Estratto testo:
※

Una “Porsches In Spanish” ancora graziata da un loop vocale d’alto fascino rappresenta uno scenario senz’altro più idoneo al titolare, non a caso Larry butta giù una buonissima prima strofa ben piazzando le rime interne, perdendosi tuttavia in seguito nella stasi della sua stessa opulenza e insistendo nella monotonia delle citazioni automobilistiche. “Turkish Cotton” poggia sopra un delicato tessuto Funk che Al cuce ad arte, lasciando spazio alla passione per l’accumulo di ricchezze e oggettistica da esibire. Rimane apprezzabile, poi, il diverso approccio mentale che distanzia in qualche modo il rapper da un atteggiamento medio oramai ridondante, offrendo una prospettiva alternativa al suo modo di affrontare la professione (<<love is when you happy with yourself, fuck what niggas talk/when shit got tough, I adjusted and worked smarter>> – “Ocean Sounds”), ed è lodevole il timido tentativo di virare dall’univocità tematica su “Margie’s Candy House”, teneramente malinconica e ispiratrice nel ricordo di figure determinanti e nello sprono alla creazione di business indipendenti, per essere persone di successo elevando la propria identità. Ancora, tracce fantastiche (per il beat, non certo per le scontatezze di Wiz Khalifa) come “What Happened To The World?” o “60 Days” si battono a ragione il petto con estremo vigore; sono invece deludenti “Left No Evidence”, con un sample di piano davvero brutto e il Perretta assai spento, “Éxito”, dove un altro timbro monocorde come quello di Jay Worthy non aiuta certo a distrarsi da un beat soporifero, e “Solid Plan”, un Funk meno ispirato con due strofe – una delle quali a firma Action Bronson – tematicamente sconnesse.

※

Record estratti:

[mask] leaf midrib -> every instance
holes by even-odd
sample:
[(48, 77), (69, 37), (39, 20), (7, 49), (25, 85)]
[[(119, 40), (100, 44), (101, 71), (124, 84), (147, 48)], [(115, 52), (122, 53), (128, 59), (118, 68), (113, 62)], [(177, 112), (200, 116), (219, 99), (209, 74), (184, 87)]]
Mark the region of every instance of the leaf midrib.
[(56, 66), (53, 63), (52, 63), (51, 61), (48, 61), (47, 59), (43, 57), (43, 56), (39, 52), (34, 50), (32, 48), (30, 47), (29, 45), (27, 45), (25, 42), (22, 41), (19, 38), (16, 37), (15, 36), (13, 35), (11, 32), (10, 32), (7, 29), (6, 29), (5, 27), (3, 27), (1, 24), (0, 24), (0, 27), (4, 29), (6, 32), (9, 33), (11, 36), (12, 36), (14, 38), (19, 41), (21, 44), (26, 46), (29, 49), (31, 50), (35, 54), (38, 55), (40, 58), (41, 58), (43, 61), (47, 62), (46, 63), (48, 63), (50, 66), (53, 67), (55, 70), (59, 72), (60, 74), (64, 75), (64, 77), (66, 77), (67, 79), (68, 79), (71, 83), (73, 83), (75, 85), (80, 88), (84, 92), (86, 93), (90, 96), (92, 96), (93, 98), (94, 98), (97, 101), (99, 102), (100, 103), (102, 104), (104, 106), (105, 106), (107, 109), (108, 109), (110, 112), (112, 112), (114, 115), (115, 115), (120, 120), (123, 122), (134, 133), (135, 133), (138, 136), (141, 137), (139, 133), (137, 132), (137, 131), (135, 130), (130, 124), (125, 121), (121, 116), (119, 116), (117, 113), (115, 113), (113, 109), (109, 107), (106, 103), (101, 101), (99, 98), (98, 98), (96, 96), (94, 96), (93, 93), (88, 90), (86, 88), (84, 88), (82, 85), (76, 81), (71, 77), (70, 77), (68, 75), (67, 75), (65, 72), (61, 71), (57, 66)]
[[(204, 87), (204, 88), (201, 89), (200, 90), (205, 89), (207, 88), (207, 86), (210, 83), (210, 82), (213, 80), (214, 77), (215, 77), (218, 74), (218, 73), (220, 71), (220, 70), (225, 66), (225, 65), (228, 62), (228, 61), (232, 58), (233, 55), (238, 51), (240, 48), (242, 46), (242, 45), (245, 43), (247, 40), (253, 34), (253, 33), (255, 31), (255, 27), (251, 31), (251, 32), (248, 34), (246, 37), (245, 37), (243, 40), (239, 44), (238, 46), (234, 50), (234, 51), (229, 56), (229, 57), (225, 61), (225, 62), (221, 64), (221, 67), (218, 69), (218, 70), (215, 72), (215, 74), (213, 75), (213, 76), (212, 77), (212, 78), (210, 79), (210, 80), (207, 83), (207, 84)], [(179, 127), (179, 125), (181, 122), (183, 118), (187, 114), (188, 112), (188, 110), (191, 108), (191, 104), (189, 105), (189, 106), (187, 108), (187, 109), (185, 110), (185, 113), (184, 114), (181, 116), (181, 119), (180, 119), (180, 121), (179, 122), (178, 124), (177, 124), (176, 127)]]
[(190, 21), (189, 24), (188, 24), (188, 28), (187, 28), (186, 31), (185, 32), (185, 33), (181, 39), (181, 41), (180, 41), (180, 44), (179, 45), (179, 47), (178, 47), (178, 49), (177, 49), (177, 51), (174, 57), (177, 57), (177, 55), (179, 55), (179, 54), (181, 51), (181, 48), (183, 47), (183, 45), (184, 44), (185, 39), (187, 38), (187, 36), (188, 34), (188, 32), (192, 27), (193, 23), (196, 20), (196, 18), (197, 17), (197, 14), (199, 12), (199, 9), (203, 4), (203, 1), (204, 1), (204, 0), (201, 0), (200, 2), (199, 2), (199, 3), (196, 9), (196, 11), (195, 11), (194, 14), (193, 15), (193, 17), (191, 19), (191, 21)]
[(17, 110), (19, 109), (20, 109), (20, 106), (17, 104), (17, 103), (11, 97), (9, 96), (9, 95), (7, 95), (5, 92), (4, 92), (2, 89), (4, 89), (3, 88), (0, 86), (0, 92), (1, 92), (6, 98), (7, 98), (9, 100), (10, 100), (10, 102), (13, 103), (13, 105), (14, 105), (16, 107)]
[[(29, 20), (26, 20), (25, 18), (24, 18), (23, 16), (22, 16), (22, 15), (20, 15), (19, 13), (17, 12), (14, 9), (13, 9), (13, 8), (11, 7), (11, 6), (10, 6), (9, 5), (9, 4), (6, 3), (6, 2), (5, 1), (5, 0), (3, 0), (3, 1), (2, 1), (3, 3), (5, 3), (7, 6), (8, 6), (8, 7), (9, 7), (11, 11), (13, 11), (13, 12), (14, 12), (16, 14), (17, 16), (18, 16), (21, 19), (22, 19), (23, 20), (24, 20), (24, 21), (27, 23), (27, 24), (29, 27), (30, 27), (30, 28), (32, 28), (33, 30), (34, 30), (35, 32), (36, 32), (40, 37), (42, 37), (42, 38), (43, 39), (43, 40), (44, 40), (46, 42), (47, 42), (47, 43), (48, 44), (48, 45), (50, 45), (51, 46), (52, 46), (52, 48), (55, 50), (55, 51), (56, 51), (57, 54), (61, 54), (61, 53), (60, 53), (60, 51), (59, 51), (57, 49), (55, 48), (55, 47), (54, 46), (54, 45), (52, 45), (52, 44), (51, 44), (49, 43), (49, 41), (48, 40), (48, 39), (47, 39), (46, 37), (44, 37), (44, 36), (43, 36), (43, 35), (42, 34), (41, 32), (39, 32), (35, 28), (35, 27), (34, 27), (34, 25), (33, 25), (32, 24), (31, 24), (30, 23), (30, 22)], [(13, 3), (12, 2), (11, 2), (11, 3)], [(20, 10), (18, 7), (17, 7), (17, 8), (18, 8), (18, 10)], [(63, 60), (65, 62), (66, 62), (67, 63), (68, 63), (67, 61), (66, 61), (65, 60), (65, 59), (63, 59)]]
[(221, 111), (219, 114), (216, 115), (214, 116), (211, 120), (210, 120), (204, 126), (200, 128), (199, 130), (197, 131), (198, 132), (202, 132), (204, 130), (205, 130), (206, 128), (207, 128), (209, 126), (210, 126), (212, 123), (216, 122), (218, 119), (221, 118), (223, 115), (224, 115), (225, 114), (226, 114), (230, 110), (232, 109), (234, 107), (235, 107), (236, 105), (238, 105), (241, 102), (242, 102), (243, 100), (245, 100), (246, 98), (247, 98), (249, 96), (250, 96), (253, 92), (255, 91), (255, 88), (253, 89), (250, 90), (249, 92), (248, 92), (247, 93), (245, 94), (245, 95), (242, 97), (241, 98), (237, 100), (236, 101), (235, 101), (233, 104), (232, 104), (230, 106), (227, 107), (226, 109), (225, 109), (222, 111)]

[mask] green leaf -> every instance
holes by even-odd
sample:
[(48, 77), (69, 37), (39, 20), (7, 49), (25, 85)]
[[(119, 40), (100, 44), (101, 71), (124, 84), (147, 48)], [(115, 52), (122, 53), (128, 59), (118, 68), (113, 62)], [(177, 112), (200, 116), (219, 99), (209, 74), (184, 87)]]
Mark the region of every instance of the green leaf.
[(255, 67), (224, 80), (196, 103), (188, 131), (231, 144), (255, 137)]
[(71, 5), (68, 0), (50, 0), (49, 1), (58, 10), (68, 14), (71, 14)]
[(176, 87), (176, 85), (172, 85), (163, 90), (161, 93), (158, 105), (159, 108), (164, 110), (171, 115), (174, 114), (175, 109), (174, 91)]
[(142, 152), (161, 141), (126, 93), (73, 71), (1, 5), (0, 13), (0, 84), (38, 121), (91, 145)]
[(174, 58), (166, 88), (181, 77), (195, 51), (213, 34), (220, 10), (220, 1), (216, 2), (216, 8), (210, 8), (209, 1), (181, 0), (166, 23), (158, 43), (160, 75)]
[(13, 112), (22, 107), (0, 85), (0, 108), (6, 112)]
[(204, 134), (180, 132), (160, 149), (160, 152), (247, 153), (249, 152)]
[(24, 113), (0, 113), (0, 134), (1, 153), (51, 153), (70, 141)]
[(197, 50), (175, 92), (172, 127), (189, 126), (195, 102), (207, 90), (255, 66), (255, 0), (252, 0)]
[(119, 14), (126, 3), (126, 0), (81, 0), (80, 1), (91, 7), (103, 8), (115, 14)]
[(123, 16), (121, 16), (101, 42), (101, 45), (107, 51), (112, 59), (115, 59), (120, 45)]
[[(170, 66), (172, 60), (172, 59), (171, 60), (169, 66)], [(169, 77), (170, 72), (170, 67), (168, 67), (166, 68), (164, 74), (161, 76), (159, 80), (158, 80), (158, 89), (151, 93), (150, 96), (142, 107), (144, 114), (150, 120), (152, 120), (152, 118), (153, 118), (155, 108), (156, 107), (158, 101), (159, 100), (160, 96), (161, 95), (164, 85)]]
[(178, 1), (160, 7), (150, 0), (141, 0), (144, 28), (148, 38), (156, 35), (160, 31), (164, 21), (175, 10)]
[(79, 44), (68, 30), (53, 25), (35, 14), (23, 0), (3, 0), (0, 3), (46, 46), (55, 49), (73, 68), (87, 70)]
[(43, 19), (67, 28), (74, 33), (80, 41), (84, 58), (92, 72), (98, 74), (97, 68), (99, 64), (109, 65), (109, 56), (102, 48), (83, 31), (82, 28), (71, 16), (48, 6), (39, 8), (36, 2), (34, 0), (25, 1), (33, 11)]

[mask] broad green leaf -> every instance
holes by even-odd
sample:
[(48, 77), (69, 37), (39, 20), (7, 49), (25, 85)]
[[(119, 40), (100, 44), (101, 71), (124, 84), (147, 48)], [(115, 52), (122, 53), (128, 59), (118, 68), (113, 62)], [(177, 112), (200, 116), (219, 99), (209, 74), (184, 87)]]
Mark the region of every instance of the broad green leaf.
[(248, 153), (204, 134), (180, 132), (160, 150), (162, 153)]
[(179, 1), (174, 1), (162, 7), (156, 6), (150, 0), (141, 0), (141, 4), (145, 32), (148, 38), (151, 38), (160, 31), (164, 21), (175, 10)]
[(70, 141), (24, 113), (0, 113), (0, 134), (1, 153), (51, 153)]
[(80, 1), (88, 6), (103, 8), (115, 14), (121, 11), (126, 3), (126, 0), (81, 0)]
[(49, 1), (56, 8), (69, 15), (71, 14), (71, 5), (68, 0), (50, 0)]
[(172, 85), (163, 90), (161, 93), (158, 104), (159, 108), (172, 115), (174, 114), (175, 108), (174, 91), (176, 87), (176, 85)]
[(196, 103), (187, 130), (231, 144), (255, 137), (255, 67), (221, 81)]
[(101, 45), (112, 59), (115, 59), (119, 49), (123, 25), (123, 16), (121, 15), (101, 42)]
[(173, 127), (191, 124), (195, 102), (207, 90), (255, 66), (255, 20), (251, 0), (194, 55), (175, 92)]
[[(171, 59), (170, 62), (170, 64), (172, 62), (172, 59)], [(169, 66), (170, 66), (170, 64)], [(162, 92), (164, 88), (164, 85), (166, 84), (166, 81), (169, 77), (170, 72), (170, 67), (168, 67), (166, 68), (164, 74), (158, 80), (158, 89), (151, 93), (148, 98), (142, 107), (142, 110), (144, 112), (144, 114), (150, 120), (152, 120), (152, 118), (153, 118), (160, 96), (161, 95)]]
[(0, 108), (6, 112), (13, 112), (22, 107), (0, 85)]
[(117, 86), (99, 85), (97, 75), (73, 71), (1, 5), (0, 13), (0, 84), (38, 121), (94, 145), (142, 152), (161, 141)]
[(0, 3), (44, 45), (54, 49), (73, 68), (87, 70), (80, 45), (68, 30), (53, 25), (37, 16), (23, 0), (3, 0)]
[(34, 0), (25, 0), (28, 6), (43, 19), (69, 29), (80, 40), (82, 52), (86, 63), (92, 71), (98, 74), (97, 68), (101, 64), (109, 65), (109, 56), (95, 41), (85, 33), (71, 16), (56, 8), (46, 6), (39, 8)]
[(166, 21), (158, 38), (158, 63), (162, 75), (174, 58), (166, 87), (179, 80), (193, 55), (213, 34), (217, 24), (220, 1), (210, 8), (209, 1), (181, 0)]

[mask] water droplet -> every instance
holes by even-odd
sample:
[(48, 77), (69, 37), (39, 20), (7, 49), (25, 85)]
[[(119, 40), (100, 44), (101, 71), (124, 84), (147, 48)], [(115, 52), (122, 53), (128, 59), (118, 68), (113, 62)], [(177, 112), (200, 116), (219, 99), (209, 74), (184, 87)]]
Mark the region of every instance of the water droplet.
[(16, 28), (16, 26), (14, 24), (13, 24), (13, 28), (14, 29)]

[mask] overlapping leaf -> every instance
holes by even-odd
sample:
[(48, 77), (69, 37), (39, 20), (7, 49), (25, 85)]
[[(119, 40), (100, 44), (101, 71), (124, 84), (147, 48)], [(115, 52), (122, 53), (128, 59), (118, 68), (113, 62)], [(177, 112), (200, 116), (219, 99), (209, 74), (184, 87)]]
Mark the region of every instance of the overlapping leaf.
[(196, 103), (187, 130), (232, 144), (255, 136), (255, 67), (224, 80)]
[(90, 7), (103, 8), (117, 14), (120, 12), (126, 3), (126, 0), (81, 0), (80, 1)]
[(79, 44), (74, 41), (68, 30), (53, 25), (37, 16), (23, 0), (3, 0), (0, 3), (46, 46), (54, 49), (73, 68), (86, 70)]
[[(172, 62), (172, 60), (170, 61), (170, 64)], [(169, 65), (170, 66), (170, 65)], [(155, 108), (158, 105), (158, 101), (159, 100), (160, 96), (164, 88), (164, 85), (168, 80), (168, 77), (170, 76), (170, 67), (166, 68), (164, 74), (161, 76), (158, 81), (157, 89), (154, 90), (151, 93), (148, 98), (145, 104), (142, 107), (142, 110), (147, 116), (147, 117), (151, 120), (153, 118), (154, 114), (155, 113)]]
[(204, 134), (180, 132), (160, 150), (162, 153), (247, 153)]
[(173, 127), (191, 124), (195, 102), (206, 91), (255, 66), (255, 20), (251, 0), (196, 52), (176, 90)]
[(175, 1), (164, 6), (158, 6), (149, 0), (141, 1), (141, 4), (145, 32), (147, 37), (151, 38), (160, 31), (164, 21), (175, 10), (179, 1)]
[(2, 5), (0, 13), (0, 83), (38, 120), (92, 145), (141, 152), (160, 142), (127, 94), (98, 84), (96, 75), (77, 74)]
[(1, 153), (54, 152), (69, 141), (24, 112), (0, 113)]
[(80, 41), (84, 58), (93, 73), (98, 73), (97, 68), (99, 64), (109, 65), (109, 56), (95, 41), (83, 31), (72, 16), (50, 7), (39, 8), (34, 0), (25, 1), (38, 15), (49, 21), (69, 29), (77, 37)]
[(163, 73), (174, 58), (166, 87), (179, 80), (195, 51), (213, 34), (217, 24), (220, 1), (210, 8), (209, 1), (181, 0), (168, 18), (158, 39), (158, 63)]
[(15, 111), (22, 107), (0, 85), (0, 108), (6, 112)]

※

Consegna scritta 1: Trasforma in una tabella Markdown la parte dei record che va dall'inizio fino alla riga contenente "Mark the region of every instance of the leaf", entrambe incluse, con le colonne «Numero» e «Riga» e senza righe vuote.
Consegna scritta 2: Prosegui la recensione musicale dell'estratto di testo a partire dall'ultima frase riportata.

Risultato esercizio 1:
| Numero | Riga |
|---|---|
| 1 | [mask] leaf midrib -> every instance |
| 2 | holes by even-odd |
| 3 | sample: |
| 4 | [(48, 77), (69, 37), (39, 20), (7, 49), (25, 85)] |
| 5 | [[(119, 40), (100, 44), (101, 71), (124, 84), (147, 48)], [(115, 52), (122, 53), (128, 59), (118, 68), (113, 62)], [(177, 112), (200, 116), (219, 99), (209, 74), (184, 87)]] |
| 6 | Mark the region of every instance of the leaf midrib. |

Risultato esercizio 2:
“The Great Escape” è un progetto d’indubbia qualità, anche se – a parere personale – lo è per maggior merito delle mine che Alchemist dissemina in giro nella scaletta, per quanto non tutti i beat risultino della stessa, pregevole stoffa. Al netto delle limitazioni evidenziate, la coppia è senz’altro ben assortita, offrendo un disco dalle atmosfere particolarmente rilassate e maggiormente godibili se accompagnate da un giro in auto sotto un Sole che riscaldi finalmente a dovere la pelle, favorendo l’immersione in una realtà sognante che ci consenta di staccare dalle fatiche delle nostre routine.
Tracklist
Larry June and The Alchemist – The Great Escape (ALC Records/EMPIRE/The Freeminded Records 2023)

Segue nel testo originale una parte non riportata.